● **Textauszug**:
Frauen am NRW-Arbeitsmarkt: Frauen holen in MINT-Berufen auf

Auf Frauen ist am Arbeitsmarkt Verlass. Allein im vergangenen Jahr hat die Zahl der beschäftigten Frauen um 26.874 Arbeitnehmerinnen oder 0,8 Prozent auf 3.326.804 Frauen in einer sozialversicherungspflichtigen Beschäftigung zugelegt. Die Zahl der männlichen Erwerbstätigen stieg im selben Zeitraum nur um 0,5 Prozent, um 21.604 Personen auf 3.954.470 Arbeitnehmer. Doch auch wenn Frauen damit am Arbeitsmarkt aufholen, der Nachholbedarf bleibt bestehen. Zum Beispiel in den sogenannten MINT-Berufen, den Berufen rund um Mathematik, Informatik, Naturwissenschaft und Technik. Die Beschäftigungsquote von Frauen stieg in NRW innerhalb der letzten fünf Jahre auf 55,4 Prozent.
Die Broschüre „Frauen am Arbeitsmarkt in NRW“, die die Bundesagentur für Arbeit zum Weltfrauentag am 8. März veröffentlicht, bietet einen umfangreichen Faktencheck.

● **Erfasste Daten**:
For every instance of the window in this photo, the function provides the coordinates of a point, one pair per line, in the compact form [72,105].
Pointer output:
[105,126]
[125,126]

● **Arbeitsanweisung A**:
Gib den Abschnitt aus dem Text über Frauen am NRW-Arbeitsmarkt von „Auf Frauen ist“ bis „auf 55,4 Prozent.“ wortgetreu wieder.
● **Arbeitsanweisung B**:
Um wie viele Arbeitnehmerinnen ist die Zahl der beschäftigten Frauen laut dem Text über Frauen am NRW-Arbeitsmarkt im vergangenen Jahr gestiegen?
● **Arbeitsanweisung C**:
Entscheide für jede der folgenden Aussagen, ob sie mit dem Text über Frauen am NRW-Arbeitsmarkt übereinstimmt, und belege deine Antwort mit einem wörtlichen Zitat. (i) Die Zahl der männlichen Erwerbstätigen ist prozentual stärker gewachsen als die der Frauen. (ii) Die Broschüre erscheint zum Weltfrauentag. (iii) Die Beschäftigungsquote von Frauen in NRW ist auf 55,4 Prozent gestiegen.

● **Lösung A**:
Auf Frauen ist am Arbeitsmarkt Verlass. Allein im vergangenen Jahr hat die Zahl der beschäftigten Frauen um 26.874 Arbeitnehmerinnen oder 0,8 Prozent auf 3.326.804 Frauen in einer sozialversicherungspflichtigen Beschäftigung zugelegt. Die Zahl der männlichen Erwerbstätigen stieg im selben Zeitraum nur um 0,5 Prozent, um 21.604 Personen auf 3.954.470 Arbeitnehmer. Doch auch wenn Frauen damit am Arbeitsmarkt aufholen, der Nachholbedarf bleibt bestehen. Zum Beispiel in den sogenannten MINT-Berufen, den Berufen rund um Mathematik, Informatik, Naturwissenschaft und Technik. Die Beschäftigungsquote von Frauen stieg in NRW innerhalb der letzten fünf Jahre auf 55,4 Prozent.

● **Lösung B**:
Um 26.874 Arbeitnehmerinnen.

● **Lösung C**:
(i) Nein: „Die Zahl der männlichen Erwerbstätigen stieg im selben Zeitraum nur um 0,5 Prozent“
(ii) Ja: „die die Bundesagentur für Arbeit zum Weltfrauentag am 8. März veröffentlicht“
(iii) Ja: „Die Beschäftigungsquote von Frauen stieg in NRW innerhalb der letzten fünf Jahre auf 55,4 Prozent.“